**Text for analysis**

──────────────────────────────

An important barrier to access to essential opioid analgesics is a weak, underdeveloped palliative care system [18, 19]. Across 24 countries, we found a clear description of palliative care provisions—even if not fully integrated in national health systems—only for The Gambia and Côte d’Ivoire . There seem to be isolated initiatives for 11 countries, while for the remaining ones we found no published information . The lack of national policies to develop palliative care services seems to correlate with dearth of palliative care research, resulting in poor visibility of needs, underfunding, and lack of opportunities for policy changes .
The training of healthcare professionals can reduce misconceptions and inadequate prescription [4, 9, 10, 20] but formal curricula seem to be scarce . According to APCA, Côte d’Ivoire, Ghana, Guinea, Niger, Nigeria and The Gambia have mandatory training course in palliative care in medical schools; and Côte d’Ivoire, Ghana, Guinea, Nigeria and The Gambia, in nursing schools . However, we did not scrutinize public or private University’s websites. Furthermore, there may be unpublished experiences. For instance, a pilot training program in palliative care has been started in 2018 at the Institut Supérieur des Techniques Médicales (ISTM) in DRC, in collaboration with Palliafamilli.
Few published studies look at the impact of training. In Ghana and Nigeria, a training program improved doctors’ knowledge on appropriate use, opioids titration, and managing side effects . The evaluation of a training program targeting 715 healthcare staff in 15 tertiary hospitals in Nigeria , indicates that participants enhanced their knowledge and reduced misconceptions on opioids use and abuse risk, leading to an increase in morphine use of 60.4% . However, these experiences are limited to hospital settings; their impact on quality of care was not evaluated in the long-term; and we did not find information on the training contents, nor on lessons learned or recommendations for other settings.
Who is being missed?
Lawmakers, regulators, and pharmaceutical supply officers have a crucial role in assessing needs and consumptions of medicines for pain control, and making them available. However, training programs addressing these stakeholders seem scarce or not structured in West and Central Africa. According to APCA, law enforcement officials received training in The Gambia , but we did not find details on contents and outcomes. Furthermore, patients, caregivers, community leaders and members of the society as a whole could play a key role in advocating for access to essential opioid analgesics for medical reasons, reducing stigma, and reshaping attitudes towards palliative care . Unfortunately, this group seems neglected by training and awareness-raising activities, excluding some sporadic activities promoted by the APCA in six out of 24 countries .
A call for inclusive training
The main limitation of this short report is its reliance on information available in peer-reviewed literature and in the websites of selected associations. Our first-hand information from DRC indicates that much more initiatives may exist. For instance, two training on opioids use were organized in DRC in 2018 and 2021 by the International Youth Association for Development and Palliafamilli (personal communication). However, initiatives that are not (yet) published or not easily retrievable will not be known to peers, and will miss the opportunity to inform and orient similar undertakings.

──────────────────────────────

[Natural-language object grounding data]
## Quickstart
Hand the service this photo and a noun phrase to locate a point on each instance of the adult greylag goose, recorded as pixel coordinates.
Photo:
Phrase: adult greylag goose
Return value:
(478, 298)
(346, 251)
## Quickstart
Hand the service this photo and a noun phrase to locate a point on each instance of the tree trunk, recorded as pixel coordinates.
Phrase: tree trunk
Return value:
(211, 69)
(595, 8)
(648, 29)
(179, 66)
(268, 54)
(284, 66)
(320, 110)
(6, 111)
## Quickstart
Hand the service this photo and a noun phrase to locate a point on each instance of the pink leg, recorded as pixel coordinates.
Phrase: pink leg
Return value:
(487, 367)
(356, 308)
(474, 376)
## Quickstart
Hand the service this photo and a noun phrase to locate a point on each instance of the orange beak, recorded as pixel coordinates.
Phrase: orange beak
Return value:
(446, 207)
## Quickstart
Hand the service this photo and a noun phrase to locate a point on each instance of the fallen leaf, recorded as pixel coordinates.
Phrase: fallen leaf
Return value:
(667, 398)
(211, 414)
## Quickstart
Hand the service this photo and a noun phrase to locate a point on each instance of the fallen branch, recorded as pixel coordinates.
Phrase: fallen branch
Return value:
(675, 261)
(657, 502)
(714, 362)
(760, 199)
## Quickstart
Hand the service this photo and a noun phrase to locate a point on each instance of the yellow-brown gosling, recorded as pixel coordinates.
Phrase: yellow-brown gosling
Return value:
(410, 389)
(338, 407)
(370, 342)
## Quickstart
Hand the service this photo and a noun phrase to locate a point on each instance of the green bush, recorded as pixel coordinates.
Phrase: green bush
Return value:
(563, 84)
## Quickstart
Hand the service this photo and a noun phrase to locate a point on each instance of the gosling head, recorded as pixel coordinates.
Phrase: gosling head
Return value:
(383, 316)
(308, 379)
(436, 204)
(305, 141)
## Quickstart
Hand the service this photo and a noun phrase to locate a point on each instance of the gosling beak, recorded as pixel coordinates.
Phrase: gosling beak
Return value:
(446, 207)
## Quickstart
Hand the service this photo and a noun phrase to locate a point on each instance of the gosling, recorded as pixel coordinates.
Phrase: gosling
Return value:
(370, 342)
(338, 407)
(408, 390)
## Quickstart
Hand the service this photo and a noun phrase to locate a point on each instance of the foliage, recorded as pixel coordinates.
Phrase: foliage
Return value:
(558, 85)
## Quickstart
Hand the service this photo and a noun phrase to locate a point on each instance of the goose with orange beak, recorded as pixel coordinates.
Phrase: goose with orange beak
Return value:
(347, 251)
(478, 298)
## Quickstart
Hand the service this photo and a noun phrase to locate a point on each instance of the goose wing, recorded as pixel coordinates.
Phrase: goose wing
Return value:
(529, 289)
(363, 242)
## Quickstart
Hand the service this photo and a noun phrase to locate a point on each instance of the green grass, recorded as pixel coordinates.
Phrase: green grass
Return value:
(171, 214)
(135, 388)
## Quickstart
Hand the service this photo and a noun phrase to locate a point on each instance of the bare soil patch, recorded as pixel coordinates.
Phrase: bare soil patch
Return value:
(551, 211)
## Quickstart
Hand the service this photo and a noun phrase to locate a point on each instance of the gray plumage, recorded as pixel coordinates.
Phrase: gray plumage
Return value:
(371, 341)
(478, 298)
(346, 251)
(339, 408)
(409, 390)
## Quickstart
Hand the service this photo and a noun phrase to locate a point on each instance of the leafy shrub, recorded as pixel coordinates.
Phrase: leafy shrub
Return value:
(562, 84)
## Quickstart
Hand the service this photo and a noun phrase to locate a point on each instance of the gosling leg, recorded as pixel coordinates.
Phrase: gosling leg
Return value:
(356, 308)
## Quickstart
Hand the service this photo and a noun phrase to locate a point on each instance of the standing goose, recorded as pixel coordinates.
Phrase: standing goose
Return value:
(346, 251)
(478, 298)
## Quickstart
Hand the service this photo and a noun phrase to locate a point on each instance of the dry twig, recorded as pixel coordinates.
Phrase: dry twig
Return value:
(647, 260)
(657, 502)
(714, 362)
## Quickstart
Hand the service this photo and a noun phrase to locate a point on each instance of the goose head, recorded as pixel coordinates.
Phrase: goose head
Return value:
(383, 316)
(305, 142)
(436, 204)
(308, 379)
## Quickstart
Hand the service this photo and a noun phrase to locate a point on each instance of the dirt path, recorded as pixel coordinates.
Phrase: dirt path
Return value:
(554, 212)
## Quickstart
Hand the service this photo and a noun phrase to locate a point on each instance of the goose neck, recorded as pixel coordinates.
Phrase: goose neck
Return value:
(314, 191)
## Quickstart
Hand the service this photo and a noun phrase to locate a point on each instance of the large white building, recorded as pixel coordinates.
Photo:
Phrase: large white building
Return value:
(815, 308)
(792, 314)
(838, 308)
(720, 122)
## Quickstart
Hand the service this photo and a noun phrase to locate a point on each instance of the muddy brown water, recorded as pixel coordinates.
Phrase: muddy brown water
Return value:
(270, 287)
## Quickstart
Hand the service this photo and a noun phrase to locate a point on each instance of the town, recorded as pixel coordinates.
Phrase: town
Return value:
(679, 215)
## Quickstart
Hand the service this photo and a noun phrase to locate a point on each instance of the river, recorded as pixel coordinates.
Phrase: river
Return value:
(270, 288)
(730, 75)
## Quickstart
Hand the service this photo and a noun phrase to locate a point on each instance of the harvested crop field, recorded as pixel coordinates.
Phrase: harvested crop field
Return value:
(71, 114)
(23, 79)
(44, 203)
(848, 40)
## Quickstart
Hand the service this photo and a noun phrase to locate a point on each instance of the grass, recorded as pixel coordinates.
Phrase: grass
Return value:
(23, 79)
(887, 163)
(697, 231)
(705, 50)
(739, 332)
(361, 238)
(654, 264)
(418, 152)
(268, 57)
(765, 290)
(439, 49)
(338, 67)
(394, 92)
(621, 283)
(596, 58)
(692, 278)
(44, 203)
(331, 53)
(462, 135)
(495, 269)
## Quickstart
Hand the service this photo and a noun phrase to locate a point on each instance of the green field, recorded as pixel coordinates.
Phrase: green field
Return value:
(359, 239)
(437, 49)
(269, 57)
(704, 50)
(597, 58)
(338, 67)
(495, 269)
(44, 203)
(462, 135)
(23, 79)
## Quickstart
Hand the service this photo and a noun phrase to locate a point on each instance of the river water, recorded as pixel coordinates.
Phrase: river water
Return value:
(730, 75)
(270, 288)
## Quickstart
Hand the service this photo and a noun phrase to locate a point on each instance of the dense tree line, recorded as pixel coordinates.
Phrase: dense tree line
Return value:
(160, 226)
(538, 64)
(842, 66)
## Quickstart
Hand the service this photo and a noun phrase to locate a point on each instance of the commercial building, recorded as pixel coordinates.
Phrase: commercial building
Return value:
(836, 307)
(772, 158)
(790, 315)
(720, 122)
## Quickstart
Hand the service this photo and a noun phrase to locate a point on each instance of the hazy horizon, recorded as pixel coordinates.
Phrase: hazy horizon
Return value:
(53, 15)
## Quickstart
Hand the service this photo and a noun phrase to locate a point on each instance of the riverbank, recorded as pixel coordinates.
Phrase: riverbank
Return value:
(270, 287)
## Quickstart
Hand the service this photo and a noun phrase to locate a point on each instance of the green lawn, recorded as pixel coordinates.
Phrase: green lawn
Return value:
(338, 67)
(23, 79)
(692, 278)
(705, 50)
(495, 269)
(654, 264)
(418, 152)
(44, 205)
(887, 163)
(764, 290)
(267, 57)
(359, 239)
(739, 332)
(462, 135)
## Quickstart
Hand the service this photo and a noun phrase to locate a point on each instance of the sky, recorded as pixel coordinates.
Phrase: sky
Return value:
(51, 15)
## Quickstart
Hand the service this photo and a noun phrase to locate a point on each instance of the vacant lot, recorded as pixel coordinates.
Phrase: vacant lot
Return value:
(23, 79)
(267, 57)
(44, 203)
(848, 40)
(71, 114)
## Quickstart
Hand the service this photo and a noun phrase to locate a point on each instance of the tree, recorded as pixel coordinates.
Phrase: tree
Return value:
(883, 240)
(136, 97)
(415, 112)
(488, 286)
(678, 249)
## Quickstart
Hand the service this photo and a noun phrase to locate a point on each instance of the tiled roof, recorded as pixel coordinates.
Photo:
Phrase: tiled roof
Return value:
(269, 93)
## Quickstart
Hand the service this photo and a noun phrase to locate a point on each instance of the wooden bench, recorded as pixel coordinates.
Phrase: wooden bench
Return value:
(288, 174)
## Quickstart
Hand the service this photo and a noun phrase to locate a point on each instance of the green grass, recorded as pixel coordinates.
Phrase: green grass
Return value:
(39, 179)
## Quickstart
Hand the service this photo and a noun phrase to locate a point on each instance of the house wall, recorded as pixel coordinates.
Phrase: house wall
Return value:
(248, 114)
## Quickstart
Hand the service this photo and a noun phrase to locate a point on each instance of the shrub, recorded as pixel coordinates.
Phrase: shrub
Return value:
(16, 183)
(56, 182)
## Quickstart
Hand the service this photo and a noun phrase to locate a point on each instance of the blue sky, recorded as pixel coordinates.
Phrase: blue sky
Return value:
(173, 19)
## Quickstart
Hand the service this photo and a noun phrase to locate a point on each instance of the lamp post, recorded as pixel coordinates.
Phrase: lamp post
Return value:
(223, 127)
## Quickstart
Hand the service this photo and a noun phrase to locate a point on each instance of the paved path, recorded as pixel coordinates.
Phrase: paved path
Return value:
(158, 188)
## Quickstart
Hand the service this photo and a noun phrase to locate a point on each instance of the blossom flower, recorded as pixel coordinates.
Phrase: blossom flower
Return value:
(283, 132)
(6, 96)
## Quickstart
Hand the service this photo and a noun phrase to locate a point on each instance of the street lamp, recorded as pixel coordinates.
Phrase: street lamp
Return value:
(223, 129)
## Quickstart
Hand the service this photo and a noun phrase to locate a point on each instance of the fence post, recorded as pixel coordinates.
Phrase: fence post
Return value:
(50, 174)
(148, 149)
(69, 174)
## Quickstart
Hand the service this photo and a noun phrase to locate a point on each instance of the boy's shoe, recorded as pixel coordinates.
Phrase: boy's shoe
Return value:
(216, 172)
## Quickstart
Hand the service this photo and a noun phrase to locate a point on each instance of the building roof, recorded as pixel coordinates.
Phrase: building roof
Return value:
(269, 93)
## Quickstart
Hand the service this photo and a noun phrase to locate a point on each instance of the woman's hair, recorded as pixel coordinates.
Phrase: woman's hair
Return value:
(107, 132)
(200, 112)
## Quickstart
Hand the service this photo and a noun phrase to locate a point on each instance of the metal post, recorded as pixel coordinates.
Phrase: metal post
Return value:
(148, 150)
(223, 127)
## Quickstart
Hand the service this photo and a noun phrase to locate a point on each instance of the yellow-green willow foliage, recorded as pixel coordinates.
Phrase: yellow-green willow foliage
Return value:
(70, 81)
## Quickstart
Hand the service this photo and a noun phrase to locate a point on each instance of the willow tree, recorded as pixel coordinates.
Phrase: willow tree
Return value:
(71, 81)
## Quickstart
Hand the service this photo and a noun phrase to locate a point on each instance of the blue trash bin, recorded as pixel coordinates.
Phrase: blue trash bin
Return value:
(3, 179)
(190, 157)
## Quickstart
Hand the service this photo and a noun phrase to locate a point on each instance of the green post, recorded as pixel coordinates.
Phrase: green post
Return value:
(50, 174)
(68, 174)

──────────────────────────────

**Exercise requirements**
[1] For each statement, say yes or no on whether it agrees with the palliative care report, and quote the words of the report that decide it. (a) A training program evaluated in Nigeria targeted 715 healthcare staff in 15 tertiary hospitals. (b) According to APCA, Niger has a mandatory palliative care training course in nursing schools. (c) The authors checked public and private university websites for training courses.
[2] Duplicate the stretch of the palliative care report from "The training of" through "collaboration with Palliafamilli.".

**Task-by-task solutions**
[1]
(a) Yes: "targeting 715 healthcare staff in 15 tertiary hospitals in Nigeria"
(b) No: "Côte d’Ivoire, Ghana, Guinea, Nigeria and The Gambia, in nursing schools"
(c) No: "we did not scrutinize public or private University’s websites"

[2]
The training of healthcare professionals can reduce misconceptions and inadequate prescription [4, 9, 10, 20] but formal curricula seem to be scarce . According to APCA, Côte d’Ivoire, Ghana, Guinea, Niger, Nigeria and The Gambia have mandatory training course in palliative care in medical schools; and Côte d’Ivoire, Ghana, Guinea, Nigeria and The Gambia, in nursing schools . However, we did not scrutinize public or private University’s websites. Furthermore, there may be unpublished experiences. For instance, a pilot training program in palliative care has been started in 2018 at the Institut Supérieur des Techniques Médicales (ISTM) in DRC, in collaboration with Palliafamilli.